** Supplied text follows **

When you need to select and promote someone from your laboratory into a management role, the first thing to do is examine what makes a good manager. Many of the characteristics that make a great technical staff member will also lead to excellent managerial skills; however, many others do not exist in great technologists, or if they do we have not had the opportunity to observe them. In his book, The Competent Manager, Richard Boyatzis uses a Competency Model to guide hiring personnel through the management search.1 He emphasizes problem solving, interpersonal influence, leadership, and personal/corporate effectiveness. I have provided a detailed explanation of some of the more salient characteristics laboratory personnel should be specifically evaluated on below (if you would like to see descriptions of full list of competencies, please visit

Problem Solving Cluster

  • Conceptual Thinking
  • Innovative Thinking
  • Strategic Orientation — Demonstrates a working knowledge of the capabilities, goals, and vision of the department. Takes calculated risks based on economic, mission, and political issues, trends, and processes as they relate to the strategic objectives of the department and its linkages with the direction of the organization.
    (Some of these competencies are naturals for technologists!)

Interpersonal Influence Cluster

  • Impact and Influence
  • Listening, Understanding, and Responding
  • Networking — Establishes and maintains a network of contacts to help understand emerging issues and make informed decisions. Identifies who to involve and when and how to involve them to accomplish objectives and minimize obstacles.
  • Teamwork
    (As you continue to review this list, think about the people who work for you and which of the competencies they have demonstrated.)

Leadership Cluster

  • Change Leadership
  • Sharing Responsibility — Shares responsibility with individuals and groups to increase their sense of commitment and ownership. Assists in the coaching, learning, and development of others.
  • Holding People Accountable
  • Team Leadership
    (The personalities of the ideal technologist maybe quite different from the ideal managerial profile.)

Personal and Corporate Effectiveness Cluster

  • Results Orientation
  • Commitment to Learning
  • Client Service Orientation
  • Concern for Political Impact — Is aware of how departmental issues, program policies, and decisions impact others while being sensitive to the differing needs/agendas of various stakeholders.

** End of Supplied text **

Questions on the material
1. In the passage on promoting laboratory staff into management, which four areas does Richard Boyatzis emphasize?
2. Extend the passage on promoting laboratory staff into management, picking up right after its final line.

** Data records follows **

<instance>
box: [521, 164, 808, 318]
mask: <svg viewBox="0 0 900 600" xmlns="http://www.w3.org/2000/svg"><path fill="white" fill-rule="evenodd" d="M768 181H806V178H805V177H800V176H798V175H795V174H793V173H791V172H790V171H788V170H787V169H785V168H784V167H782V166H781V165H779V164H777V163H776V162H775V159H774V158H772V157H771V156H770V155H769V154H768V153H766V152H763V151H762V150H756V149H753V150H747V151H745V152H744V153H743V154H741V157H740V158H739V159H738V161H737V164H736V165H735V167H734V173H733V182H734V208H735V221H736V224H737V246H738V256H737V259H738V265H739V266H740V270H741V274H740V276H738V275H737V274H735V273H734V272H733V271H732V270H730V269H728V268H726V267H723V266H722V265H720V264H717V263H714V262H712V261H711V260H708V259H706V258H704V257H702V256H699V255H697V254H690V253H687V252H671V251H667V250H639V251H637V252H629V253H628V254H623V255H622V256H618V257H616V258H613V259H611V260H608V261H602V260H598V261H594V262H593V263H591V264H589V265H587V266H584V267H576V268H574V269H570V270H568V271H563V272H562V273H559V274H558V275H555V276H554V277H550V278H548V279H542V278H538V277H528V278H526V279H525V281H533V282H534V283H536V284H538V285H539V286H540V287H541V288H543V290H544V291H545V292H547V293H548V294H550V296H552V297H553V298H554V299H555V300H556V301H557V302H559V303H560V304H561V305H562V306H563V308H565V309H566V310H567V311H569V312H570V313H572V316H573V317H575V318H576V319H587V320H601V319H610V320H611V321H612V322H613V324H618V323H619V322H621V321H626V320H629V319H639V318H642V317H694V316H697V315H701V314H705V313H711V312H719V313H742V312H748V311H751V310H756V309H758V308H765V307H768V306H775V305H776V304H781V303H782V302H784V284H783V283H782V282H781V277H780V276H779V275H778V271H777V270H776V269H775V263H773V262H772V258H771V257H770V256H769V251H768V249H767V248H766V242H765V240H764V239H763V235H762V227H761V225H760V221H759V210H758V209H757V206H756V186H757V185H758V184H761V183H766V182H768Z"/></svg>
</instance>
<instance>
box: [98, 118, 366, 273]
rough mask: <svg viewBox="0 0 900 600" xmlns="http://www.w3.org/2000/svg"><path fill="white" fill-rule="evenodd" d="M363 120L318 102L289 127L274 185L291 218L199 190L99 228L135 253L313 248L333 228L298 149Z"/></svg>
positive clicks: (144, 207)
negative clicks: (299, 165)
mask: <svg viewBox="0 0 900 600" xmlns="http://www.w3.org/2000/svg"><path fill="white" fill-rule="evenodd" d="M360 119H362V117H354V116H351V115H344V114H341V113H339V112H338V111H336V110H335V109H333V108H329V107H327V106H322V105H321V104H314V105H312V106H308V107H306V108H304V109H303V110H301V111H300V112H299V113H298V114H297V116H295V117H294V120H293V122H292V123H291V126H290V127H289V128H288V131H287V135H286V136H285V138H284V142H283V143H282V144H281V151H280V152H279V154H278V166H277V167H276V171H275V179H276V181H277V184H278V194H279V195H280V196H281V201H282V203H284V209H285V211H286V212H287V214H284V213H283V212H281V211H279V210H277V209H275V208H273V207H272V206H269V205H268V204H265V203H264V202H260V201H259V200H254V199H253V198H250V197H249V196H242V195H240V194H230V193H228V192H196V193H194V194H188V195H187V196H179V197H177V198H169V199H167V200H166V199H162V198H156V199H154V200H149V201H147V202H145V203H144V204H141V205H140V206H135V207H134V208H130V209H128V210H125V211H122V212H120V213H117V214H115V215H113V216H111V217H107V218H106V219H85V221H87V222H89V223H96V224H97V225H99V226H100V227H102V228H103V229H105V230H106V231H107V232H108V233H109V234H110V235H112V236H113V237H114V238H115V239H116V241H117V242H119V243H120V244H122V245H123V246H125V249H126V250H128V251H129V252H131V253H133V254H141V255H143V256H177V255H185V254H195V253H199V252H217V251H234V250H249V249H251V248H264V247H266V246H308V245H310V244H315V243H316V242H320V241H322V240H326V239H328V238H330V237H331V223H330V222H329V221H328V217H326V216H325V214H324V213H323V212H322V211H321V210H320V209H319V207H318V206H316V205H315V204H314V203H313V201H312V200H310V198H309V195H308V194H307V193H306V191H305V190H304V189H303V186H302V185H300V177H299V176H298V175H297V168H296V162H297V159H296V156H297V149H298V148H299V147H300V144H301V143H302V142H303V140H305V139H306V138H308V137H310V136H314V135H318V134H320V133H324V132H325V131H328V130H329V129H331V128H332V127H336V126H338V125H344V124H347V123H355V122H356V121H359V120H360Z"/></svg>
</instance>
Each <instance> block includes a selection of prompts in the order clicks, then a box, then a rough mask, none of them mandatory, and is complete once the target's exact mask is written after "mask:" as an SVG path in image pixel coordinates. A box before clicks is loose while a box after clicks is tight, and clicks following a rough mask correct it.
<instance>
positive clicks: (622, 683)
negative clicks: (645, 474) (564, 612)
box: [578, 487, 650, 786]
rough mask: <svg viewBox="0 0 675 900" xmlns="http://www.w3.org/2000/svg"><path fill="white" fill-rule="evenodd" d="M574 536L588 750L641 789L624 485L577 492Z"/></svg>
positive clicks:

** End of Data records **

Activity answers
1. Problem solving, interpersonal influence, leadership, and personal/corporate effectiveness.

2.
  • Flexibility
  • Organizational Awareness — Acts with an understanding of the department and organizational purposes and processes and makes departmental changes to resolve issues or problems.
  • Planning and Initiative 

Using the competency model

While most of these KSAs (formally, Knowledge, Skills and Attributes , although I sometimes like to substitute “Attitude” for Abilities) are important qualities for laboratory managers to have, five of them — Strategic Orientation, Networking, Sharing Responsibility, Concern for Political Impact, and Organizational Awareness — may be particularly helpful during the early stages of identifying potential supervisors or managers.

Setting up ad hoc auditions

It is advisable to give your employees managerial-type duties in which you can evaluate their potential as supervisors. Among the suggested possibilities:

  • Assign staff members to committees, task forces, or projects.
  • Give them leadership responsibilities at department-wide meetings.
  • Ask them to attend a relevant association meeting.
  • Since some people will have limited opportunity to demonstrate leadership potential on the job, discuss their off-thejob activities, including education, clubs, church, etc.
  • Send them to a management development or training activity.
  • Assign them a written project report on a topic related to the business of the lab.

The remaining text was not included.